--- Document source ---

Nous avons vu au 4ème chapitre comment est né et a grandi le besoin de juristes.
Le nouvel État centralisé qui prenait la place de l’association plus ou moins lâche des entités féodales, ne pouvait fonctionner avec avec le seul relais administratif de la noblesse et de l’Église. Celui-ci était devenu même carrément une gêne.
Lui fut substituée une bureaucratie centralisée, une catégorie de gens pour qui l’administration n’était pas une occupation accessoire, mais une activité exclusive et professionnelle.
Pour former tous ces éléments, il fallait de nombreuses écoles, de nombreux enseignants.
C’est ainsi que prit corps une classe nombreuse d’individus se recrutant pour l’essentiel dans la bourgeoisie et y ayant leurs racines, et qui tiraient leurs moyens d’existence de la mise en œuvre de leur intelligence, raison pour laquelle on peut globalement donner à cette classe l’étiquette d’« intelligentsia », ce qui ne veut bien sûr pas dire que tous ses membres aient été intelligents ni qu’il n’y eût d’intelligence que parmi eux.
De leurs rangs surgirent des penseurs qui ne se donnaient pas pour tâche de mettre leur savoir directement au service d’applications concrètes, mais d’explorer les relations fondamentales qui structurent la nature et la société et d’en dégager les lois, sans se demander si elles ont éventuellement une utilité pratique dans la vie civile, des penseurs pour lesquels la recherche était un but se suffisant à lui-même, pas un moyen au service d’une fin.
Quelque abstraites cependant que les théories de ces philosophes aient pu être, leurs besoins personnels étaient de nature extrêmement concrète. Ils voulaient vivre, et pour bon nombre d’entre eux, vivre bien .
Chez les Grecs de l’Antiquité, et notamment les Athéniens, la recherche de la vérité, la philosophie, avait été la plus noble activité des hommes libres de la classe possédante, leur apanage. Le loisir, reposant sur le travail des esclaves et d’autres méthodes d’exploitation, était mis au service des sciences et des arts.
Même chose chez les anciens Romains, mais ceux-ci était d’une étoffe plus grossière. Ils étaient passés trop brutalement de l’état de paysans épais à celui de maîtres de monde pour que, chez la majorité des possédants libres, la boulimie d’exploitation et le désir impulsif de jouissances extravagantes et de fanfaronnades ridicules n’ait pas pris le pas chez la majorité des possédants libres sur la soif de savoir et les plaisirs esthétiques.
Mais quel ne fut pas le sort des sciences, et avec elles, des beaux-arts, quand, à la fin du Moyen-Âge, les unes et les autres commencèrent à sortir de leur sommeil !
D’un côté, hormis la noblesse de cour dont nous allons reparler tout de suite, voilà des seigneurs féodaux mal dégrossis dans leur peau de paysans et des prêtres obtus pour qui ne comptaient que des plaisirs primitifs, et de l’autre un monde de commerçants qui, à quelques exceptions près, à force de calculer et de spéculer en vue du profit, perdaient d’autant plus toute capacité à se livrer à des spéculations abstraites que la compétition économique se faisait plus acharnée.

---

> Travail à faire:
1. Répondez aux questions suivantes à partir du document source.
(a) Dans quelle classe sociale se recrutaient pour l'essentiel les membres de l'intelligentsia ?
(b) Chez les Grecs de l'Antiquité, sur quoi reposait le loisir ?
(c) À quel chapitre le texte renvoie-t-il pour la naissance du besoin de juristes ?
2. Transcrivez fidèlement le passage du document source compris entre « Mais quel ne » et « leur sommeil ! », bornes comprises.

--- Données fournies ---

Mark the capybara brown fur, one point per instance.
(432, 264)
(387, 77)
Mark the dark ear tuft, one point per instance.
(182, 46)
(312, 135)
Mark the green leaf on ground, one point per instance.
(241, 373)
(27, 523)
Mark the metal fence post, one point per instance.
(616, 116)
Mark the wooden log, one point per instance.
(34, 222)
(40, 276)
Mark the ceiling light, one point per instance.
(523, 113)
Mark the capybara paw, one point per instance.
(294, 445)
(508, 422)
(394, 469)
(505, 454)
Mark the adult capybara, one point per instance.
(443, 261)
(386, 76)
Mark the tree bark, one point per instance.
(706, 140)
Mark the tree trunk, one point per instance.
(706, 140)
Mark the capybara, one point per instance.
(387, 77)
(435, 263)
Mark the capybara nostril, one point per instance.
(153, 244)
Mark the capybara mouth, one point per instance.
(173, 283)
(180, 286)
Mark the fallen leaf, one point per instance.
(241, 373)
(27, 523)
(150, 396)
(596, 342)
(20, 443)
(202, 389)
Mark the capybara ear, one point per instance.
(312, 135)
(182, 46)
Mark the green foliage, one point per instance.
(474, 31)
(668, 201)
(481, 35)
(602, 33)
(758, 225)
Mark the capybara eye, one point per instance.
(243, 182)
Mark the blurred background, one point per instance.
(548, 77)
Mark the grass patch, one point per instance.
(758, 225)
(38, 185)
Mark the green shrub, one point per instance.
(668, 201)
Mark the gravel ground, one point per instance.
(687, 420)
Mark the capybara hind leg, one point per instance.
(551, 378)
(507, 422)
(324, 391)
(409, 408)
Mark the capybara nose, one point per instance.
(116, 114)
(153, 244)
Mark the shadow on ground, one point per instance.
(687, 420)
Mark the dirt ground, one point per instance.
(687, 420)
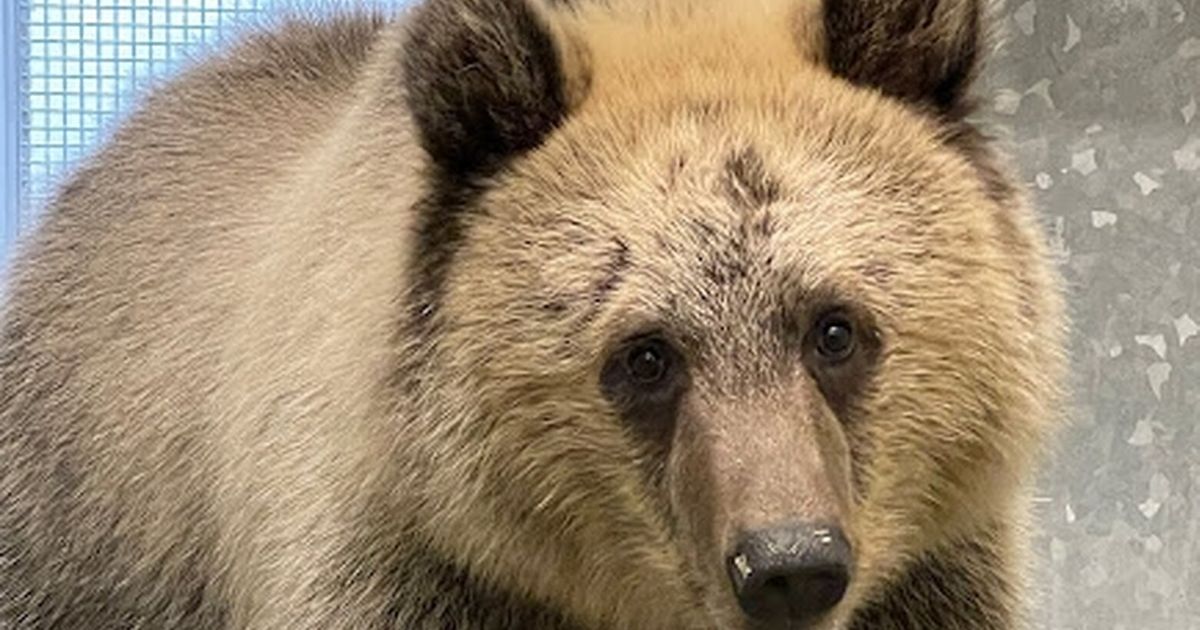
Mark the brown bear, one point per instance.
(517, 313)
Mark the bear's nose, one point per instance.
(791, 574)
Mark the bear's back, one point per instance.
(120, 318)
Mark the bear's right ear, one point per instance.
(484, 81)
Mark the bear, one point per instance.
(528, 313)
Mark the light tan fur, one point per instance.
(210, 322)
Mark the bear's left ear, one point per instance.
(923, 52)
(484, 81)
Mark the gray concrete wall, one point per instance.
(1098, 101)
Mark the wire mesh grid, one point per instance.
(85, 61)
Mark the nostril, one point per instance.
(796, 573)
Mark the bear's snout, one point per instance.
(791, 575)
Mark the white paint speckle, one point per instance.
(1189, 48)
(1073, 35)
(1187, 159)
(1143, 435)
(1007, 102)
(1156, 342)
(1186, 328)
(1102, 220)
(1147, 184)
(1025, 16)
(1084, 162)
(1158, 375)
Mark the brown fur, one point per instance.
(319, 339)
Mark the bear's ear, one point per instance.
(484, 81)
(924, 52)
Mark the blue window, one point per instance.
(71, 67)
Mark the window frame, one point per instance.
(12, 71)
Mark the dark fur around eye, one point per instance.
(841, 349)
(645, 378)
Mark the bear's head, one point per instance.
(724, 311)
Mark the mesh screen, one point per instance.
(85, 61)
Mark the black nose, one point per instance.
(795, 574)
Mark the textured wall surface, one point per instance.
(1098, 102)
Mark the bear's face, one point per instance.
(738, 335)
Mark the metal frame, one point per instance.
(12, 75)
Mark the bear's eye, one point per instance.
(835, 337)
(648, 363)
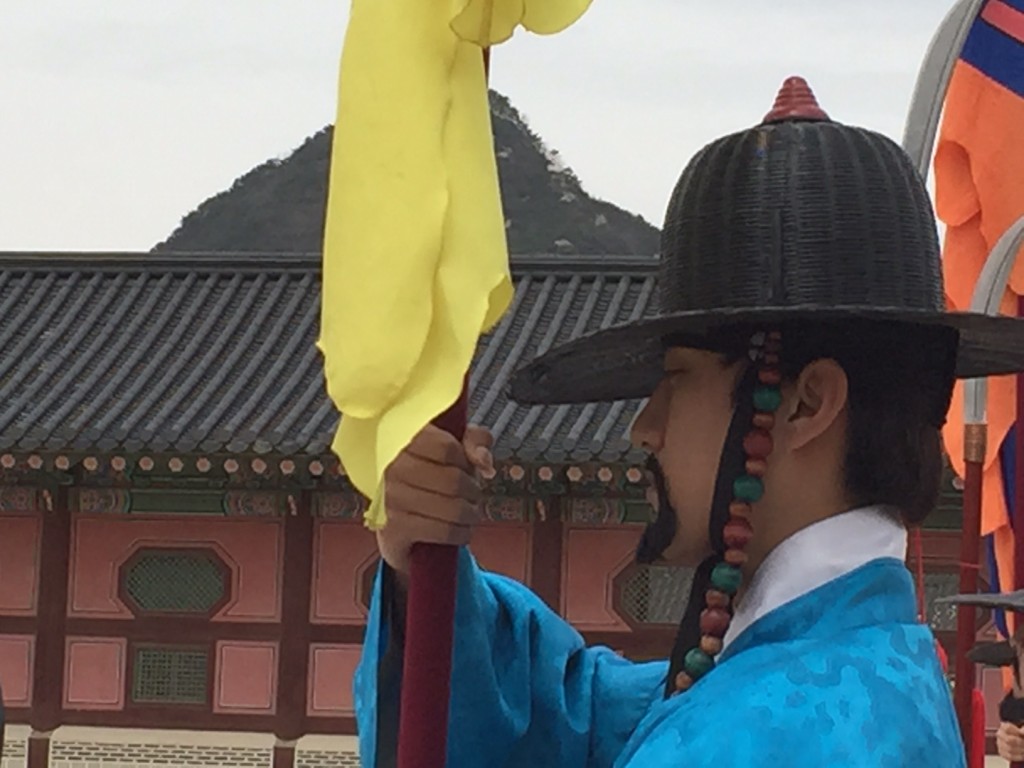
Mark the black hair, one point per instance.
(900, 385)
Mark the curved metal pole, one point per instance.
(988, 293)
(933, 82)
(987, 296)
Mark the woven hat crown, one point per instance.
(800, 211)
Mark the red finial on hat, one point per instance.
(796, 101)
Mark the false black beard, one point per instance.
(659, 534)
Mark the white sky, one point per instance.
(119, 117)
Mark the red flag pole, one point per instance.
(974, 455)
(1018, 509)
(426, 678)
(1017, 514)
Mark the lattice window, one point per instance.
(170, 676)
(194, 582)
(942, 616)
(654, 594)
(326, 759)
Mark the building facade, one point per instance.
(183, 571)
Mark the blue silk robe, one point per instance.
(843, 676)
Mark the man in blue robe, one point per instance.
(798, 377)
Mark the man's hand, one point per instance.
(432, 493)
(1010, 742)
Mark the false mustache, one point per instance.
(659, 534)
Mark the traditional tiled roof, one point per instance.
(198, 353)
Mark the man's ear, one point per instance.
(817, 398)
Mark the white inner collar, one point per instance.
(816, 555)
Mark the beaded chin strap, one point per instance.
(722, 572)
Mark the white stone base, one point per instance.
(15, 747)
(73, 747)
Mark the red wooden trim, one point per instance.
(53, 569)
(546, 565)
(17, 715)
(18, 625)
(645, 643)
(293, 660)
(173, 631)
(185, 631)
(331, 726)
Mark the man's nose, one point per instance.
(645, 434)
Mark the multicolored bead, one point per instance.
(767, 398)
(726, 578)
(748, 488)
(740, 509)
(735, 557)
(715, 622)
(697, 664)
(711, 645)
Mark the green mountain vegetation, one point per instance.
(279, 206)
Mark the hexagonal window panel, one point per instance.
(653, 594)
(193, 582)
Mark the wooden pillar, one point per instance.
(284, 755)
(54, 556)
(293, 660)
(546, 565)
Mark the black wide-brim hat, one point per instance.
(994, 600)
(800, 219)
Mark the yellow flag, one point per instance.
(415, 258)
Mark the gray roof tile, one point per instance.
(215, 353)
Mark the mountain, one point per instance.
(279, 206)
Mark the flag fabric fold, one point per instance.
(979, 167)
(415, 257)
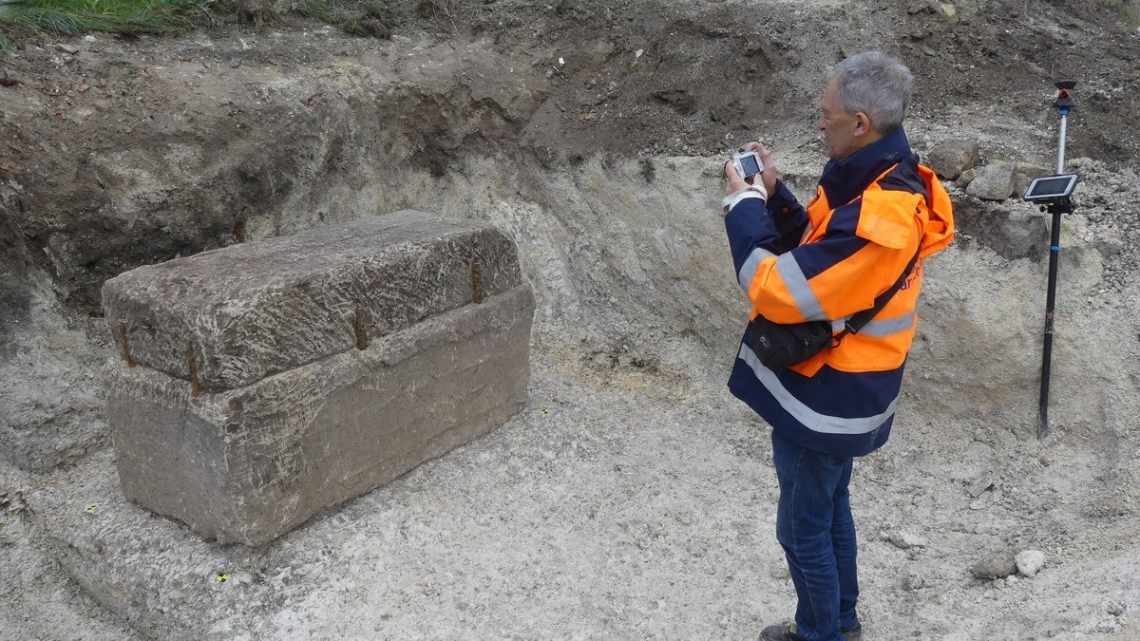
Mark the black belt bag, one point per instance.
(780, 346)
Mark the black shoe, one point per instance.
(787, 632)
(780, 632)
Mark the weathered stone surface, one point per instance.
(323, 366)
(1029, 562)
(233, 316)
(249, 464)
(952, 157)
(993, 183)
(998, 565)
(1024, 173)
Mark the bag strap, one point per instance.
(858, 321)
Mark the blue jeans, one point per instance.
(815, 527)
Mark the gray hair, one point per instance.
(877, 84)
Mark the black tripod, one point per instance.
(1055, 202)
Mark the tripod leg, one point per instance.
(1055, 250)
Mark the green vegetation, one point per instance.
(19, 17)
(114, 16)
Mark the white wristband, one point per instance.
(750, 192)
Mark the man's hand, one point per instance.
(770, 175)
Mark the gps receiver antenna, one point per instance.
(1064, 105)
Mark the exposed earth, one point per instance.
(633, 498)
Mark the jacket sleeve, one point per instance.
(830, 278)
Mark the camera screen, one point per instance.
(749, 164)
(1050, 187)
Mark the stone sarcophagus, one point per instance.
(260, 383)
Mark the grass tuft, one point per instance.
(112, 16)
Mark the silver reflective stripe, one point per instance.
(733, 200)
(888, 326)
(748, 270)
(809, 418)
(800, 291)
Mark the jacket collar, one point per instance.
(846, 178)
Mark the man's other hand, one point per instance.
(770, 175)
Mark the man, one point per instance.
(874, 213)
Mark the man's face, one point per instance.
(840, 130)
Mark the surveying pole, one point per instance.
(1053, 194)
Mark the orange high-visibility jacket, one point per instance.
(872, 211)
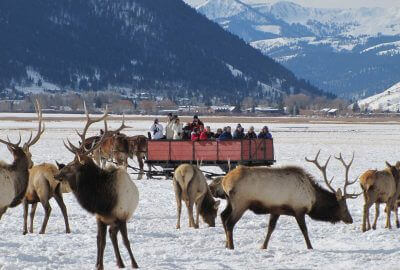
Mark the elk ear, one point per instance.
(339, 194)
(81, 160)
(216, 204)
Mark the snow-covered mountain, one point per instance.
(388, 100)
(351, 52)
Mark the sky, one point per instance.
(327, 3)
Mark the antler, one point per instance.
(10, 144)
(82, 150)
(322, 169)
(31, 142)
(346, 180)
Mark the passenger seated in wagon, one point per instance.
(195, 136)
(250, 134)
(156, 130)
(226, 134)
(206, 134)
(239, 132)
(177, 129)
(218, 133)
(264, 133)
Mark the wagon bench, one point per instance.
(168, 154)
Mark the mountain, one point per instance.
(349, 52)
(388, 100)
(158, 45)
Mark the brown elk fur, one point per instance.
(190, 185)
(380, 187)
(41, 188)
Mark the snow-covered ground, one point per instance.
(158, 245)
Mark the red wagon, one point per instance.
(169, 154)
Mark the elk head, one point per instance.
(19, 152)
(69, 171)
(343, 211)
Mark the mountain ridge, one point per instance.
(350, 52)
(154, 45)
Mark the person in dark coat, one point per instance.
(218, 133)
(239, 132)
(251, 134)
(264, 133)
(226, 135)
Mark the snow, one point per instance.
(157, 244)
(388, 100)
(274, 29)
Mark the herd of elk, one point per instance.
(380, 187)
(107, 192)
(283, 191)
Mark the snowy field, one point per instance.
(157, 244)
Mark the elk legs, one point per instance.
(273, 219)
(61, 204)
(300, 218)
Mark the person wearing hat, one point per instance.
(156, 130)
(251, 134)
(196, 123)
(239, 132)
(169, 133)
(264, 133)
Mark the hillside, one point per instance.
(161, 46)
(350, 52)
(388, 100)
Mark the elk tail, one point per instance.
(184, 177)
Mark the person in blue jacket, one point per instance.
(226, 134)
(239, 132)
(264, 133)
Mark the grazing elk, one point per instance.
(108, 193)
(380, 187)
(190, 185)
(41, 188)
(128, 147)
(283, 191)
(14, 177)
(112, 140)
(216, 188)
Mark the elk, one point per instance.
(216, 188)
(380, 187)
(112, 140)
(191, 185)
(14, 177)
(41, 188)
(108, 193)
(128, 147)
(283, 191)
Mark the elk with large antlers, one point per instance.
(380, 187)
(282, 191)
(114, 142)
(108, 193)
(14, 177)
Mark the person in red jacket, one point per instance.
(195, 136)
(203, 134)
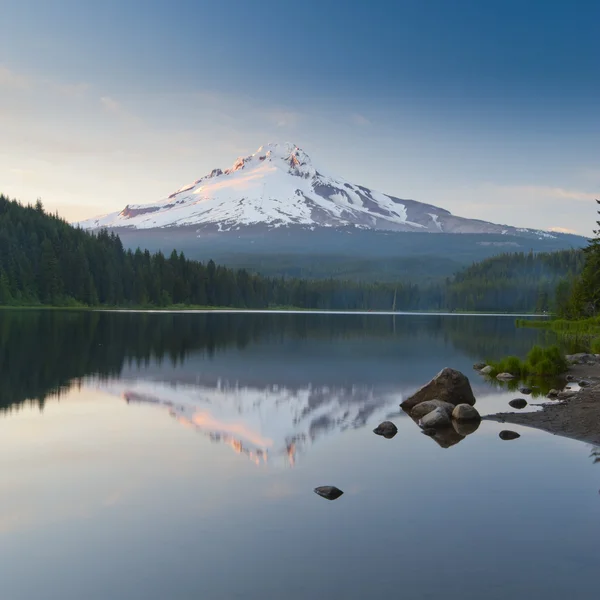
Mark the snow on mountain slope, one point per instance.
(279, 186)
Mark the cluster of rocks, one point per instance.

---

> Réponses attendues:
1.
(a) Dans la bourgeoisie.
(b) Sur le travail des esclaves et d'autres méthodes d'exploitation.
(c) Au 4ème chapitre.

2.
Mais quel ne fut pas le sort des sciences, et avec elles, des beaux-arts, quand, à la fin du Moyen-Âge, les unes et les autres commencèrent à sortir de leur sommeil !